AIM 1 ▸ In the text on investment bonds, condense the paragraph beginning "Did you know that" into a shorter version that retains its main facts.
AIM 2 ▸ According to the text on investment bonds, what proportion of UK adults truly understand investment bonds, based on research from LV?
AIM 3 ▸ From the text on investment bonds, reproduce everything from "Did you know" down to "planning, read on.".

SELECTED PASSAGE ▸
_ _ _ _ _ _ _
Did you know that the way bonds are structured and the tax advantages they provide can help you pass on your wealth? Investment bonds offer several benefits that investors shouldn’t miss out on. Plus, recently, they have become even more beneficial with changes in tax regulations that reduced the Capital Gains Tax (CGT) Allowance from £12,000 to £6,000 this year and down to £3,000 from April 2024. To learn more about how investment bonds can help you during financial planning, read on.
This does not constitute advice and advice should be sought in all instances before acting on it. The Financial Conduct Authority does not regulate tax advice.
Despite having numerous advantages, research from LV indicates that only a minority of investors — 10% of UK adults — truly understand investment bonds. If you don’t fully comprehend exactly how to take advantage of investment bonds, you won’t be able to fully capitalise on all the benefits they provide.
_ _ _ _ _ _ _
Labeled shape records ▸
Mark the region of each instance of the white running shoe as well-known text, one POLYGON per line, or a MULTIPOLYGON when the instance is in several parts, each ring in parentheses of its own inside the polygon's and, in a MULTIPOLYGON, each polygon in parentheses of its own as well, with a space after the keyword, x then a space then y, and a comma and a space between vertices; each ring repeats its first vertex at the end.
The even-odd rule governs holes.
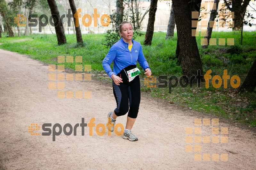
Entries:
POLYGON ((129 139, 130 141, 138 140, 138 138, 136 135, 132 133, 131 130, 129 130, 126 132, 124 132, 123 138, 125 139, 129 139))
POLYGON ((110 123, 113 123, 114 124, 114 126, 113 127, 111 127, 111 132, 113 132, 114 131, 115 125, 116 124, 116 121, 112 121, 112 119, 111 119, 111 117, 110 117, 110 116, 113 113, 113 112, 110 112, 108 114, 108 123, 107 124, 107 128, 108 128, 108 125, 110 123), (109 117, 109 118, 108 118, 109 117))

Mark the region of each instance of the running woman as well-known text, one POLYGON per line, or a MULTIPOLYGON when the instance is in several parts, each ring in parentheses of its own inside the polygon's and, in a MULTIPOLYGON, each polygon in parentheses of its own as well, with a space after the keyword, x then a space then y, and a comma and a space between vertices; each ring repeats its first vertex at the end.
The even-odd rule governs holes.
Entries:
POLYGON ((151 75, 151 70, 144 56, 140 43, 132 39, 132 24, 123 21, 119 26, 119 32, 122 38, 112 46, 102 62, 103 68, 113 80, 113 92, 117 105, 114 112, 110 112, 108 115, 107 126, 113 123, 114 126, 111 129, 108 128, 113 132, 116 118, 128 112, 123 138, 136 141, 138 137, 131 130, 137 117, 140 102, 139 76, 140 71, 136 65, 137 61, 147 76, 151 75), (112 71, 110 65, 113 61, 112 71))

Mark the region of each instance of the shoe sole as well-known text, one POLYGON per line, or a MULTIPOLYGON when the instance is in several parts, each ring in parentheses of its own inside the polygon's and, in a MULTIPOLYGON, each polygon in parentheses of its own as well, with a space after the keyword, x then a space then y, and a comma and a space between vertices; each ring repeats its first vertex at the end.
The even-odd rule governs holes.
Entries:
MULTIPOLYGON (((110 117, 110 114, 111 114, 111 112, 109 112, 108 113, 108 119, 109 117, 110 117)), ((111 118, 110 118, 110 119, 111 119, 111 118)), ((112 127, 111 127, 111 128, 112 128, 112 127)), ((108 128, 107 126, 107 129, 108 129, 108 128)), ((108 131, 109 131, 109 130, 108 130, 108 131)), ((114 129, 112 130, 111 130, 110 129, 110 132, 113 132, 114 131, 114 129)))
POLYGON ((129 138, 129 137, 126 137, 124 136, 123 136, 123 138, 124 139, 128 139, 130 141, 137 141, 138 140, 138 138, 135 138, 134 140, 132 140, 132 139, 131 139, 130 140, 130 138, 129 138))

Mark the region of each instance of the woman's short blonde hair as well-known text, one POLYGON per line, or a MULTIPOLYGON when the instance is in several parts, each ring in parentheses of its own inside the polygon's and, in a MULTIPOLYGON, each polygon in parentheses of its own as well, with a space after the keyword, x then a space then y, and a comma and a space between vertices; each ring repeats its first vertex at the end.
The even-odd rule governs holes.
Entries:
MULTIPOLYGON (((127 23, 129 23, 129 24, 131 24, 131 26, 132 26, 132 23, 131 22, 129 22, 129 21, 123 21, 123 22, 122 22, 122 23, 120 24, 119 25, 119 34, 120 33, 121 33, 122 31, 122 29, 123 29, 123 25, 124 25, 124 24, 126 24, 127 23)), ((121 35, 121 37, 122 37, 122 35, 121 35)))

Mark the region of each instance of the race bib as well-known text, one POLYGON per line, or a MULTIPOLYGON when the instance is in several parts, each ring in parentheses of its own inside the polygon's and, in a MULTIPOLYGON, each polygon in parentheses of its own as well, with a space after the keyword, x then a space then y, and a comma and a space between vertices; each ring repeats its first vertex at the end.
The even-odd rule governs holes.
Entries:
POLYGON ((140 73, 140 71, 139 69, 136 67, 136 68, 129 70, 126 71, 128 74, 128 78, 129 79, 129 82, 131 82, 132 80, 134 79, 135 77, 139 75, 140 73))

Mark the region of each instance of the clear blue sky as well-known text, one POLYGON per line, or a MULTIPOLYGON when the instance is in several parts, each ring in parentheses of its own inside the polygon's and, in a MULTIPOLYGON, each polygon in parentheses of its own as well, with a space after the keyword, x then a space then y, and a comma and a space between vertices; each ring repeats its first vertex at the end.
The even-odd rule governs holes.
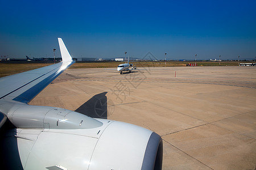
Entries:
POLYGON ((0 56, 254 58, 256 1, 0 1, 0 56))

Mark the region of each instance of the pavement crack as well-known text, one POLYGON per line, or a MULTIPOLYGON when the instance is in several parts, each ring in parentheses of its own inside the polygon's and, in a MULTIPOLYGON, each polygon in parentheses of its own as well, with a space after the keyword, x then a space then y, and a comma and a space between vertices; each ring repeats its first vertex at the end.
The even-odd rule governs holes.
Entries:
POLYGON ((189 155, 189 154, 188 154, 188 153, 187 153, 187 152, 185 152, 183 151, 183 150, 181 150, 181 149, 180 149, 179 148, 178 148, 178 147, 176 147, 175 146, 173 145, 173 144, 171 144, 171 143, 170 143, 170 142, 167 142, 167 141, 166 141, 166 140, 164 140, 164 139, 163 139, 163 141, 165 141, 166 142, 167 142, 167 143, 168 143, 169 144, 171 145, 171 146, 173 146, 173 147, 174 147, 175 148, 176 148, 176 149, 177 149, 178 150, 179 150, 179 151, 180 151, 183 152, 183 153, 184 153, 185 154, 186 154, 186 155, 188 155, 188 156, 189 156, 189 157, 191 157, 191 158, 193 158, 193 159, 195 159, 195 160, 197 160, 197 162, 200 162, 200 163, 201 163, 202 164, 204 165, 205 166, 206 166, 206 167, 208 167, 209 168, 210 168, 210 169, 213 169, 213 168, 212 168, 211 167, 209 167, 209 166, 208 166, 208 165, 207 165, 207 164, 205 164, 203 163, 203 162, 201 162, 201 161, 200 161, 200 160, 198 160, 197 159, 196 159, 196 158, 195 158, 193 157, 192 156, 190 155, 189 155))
_ _ _ _ _ _ _
EXPECTED OUTPUT 1 ▸ Investment bonds, through their structure and tax advantages, can help investors pass on wealth. They have recently become more beneficial because the Capital Gains Tax (CGT) Allowance was cut from £12,000 to £6,000 this year and will fall to £3,000 from April 2024.

EXPECTED OUTPUT 2 ▸ Only 10% of UK adults.

EXPECTED OUTPUT 3 ▸
Did you know that the way bonds are structured and the tax advantages they provide can help you pass on your wealth? Investment bonds offer several benefits that investors shouldn’t miss out on. Plus, recently, they have become even more beneficial with changes in tax regulations that reduced the Capital Gains Tax (CGT) Allowance from £12,000 to £6,000 this year and down to £3,000 from April 2024. To learn more about how investment bonds can help you during financial planning, read on.